(Point localization data)
====

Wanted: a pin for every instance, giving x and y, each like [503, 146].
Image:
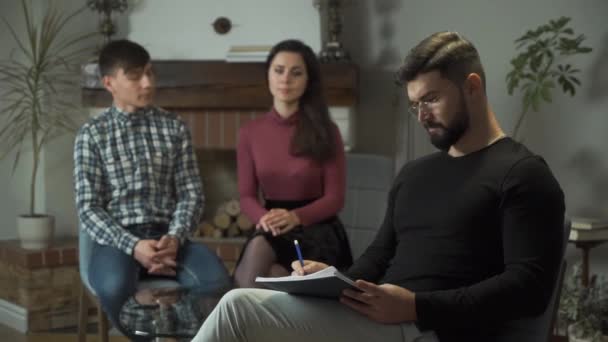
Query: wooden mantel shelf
[221, 85]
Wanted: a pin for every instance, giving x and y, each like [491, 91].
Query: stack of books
[589, 229]
[248, 53]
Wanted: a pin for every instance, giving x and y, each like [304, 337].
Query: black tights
[258, 260]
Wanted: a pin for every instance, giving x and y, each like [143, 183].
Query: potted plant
[542, 65]
[584, 310]
[36, 82]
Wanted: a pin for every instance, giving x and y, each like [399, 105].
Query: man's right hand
[145, 253]
[310, 266]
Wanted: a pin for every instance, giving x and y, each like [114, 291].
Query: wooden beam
[222, 85]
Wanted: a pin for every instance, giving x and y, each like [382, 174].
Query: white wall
[571, 133]
[182, 29]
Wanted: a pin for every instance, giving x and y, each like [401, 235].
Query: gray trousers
[267, 316]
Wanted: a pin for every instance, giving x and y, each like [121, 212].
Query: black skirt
[325, 241]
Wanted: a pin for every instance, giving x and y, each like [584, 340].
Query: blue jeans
[114, 275]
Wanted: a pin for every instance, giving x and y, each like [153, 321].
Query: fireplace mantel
[218, 85]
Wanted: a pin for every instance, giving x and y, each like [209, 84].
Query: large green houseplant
[543, 65]
[36, 83]
[584, 309]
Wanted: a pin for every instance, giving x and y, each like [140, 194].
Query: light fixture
[105, 9]
[332, 51]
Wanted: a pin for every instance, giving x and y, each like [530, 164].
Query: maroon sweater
[264, 163]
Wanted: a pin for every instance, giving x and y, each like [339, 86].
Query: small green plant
[541, 65]
[584, 309]
[36, 81]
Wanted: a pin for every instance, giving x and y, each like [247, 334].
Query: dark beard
[453, 132]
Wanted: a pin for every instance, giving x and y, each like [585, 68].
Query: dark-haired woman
[294, 157]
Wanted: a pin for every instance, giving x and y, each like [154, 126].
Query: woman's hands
[278, 221]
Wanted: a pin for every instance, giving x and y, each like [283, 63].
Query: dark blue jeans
[114, 275]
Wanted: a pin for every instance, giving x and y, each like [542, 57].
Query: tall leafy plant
[37, 81]
[542, 65]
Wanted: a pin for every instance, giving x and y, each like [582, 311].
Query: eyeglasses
[427, 105]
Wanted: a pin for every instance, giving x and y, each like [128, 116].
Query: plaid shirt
[133, 170]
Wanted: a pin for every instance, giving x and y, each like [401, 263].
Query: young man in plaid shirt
[138, 189]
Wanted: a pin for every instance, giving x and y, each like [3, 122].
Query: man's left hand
[166, 256]
[384, 303]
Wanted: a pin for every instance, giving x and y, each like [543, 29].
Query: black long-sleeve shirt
[478, 238]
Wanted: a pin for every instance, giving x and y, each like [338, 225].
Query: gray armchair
[369, 178]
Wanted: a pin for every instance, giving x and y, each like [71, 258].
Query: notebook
[327, 283]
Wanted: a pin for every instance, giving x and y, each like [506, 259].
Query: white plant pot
[35, 232]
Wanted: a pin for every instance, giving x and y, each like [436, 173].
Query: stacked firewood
[228, 221]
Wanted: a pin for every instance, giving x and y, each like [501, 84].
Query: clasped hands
[278, 221]
[158, 256]
[386, 303]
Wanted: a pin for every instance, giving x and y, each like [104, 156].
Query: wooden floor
[9, 334]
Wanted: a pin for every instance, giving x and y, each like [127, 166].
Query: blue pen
[295, 242]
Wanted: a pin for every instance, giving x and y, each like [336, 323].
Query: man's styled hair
[448, 52]
[123, 54]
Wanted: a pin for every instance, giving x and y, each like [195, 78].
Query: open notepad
[325, 283]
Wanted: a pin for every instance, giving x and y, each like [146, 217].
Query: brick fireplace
[215, 98]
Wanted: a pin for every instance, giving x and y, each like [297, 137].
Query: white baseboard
[13, 316]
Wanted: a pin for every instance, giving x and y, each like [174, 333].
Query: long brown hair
[315, 133]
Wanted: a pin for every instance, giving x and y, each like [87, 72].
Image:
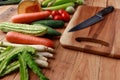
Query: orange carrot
[30, 17]
[21, 38]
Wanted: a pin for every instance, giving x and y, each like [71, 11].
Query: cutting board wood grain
[102, 38]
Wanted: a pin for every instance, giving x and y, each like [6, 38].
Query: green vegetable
[5, 52]
[23, 67]
[80, 2]
[31, 63]
[51, 32]
[13, 66]
[9, 2]
[62, 6]
[23, 28]
[51, 23]
[46, 2]
[70, 9]
[10, 56]
[60, 2]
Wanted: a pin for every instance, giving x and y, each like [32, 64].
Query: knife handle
[105, 11]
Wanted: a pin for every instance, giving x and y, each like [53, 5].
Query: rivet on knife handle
[105, 11]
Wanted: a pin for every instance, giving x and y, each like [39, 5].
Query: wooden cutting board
[102, 38]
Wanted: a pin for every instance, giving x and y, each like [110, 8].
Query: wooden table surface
[69, 64]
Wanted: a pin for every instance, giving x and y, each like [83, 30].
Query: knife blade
[92, 20]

====

* **Task directions**: All lines from the one containing "like [53, 5]." through the last line of the data, both included, are to be retyped exactly, and no other line belongs in the answer.

* **Output**:
Wanted: a pin for every instance, giving x and y, each like [53, 5].
Query: rivet on knife handle
[105, 11]
Wanted: a pin for every instance, giving x and y, each like [39, 5].
Query: wooden cutting board
[102, 38]
Wanted: a pin for every instance, giving x and y, each like [110, 8].
Query: wooden table surface
[69, 64]
Wanted: a pin for every instance, giving x and y, each like [83, 30].
Query: knife blade
[92, 20]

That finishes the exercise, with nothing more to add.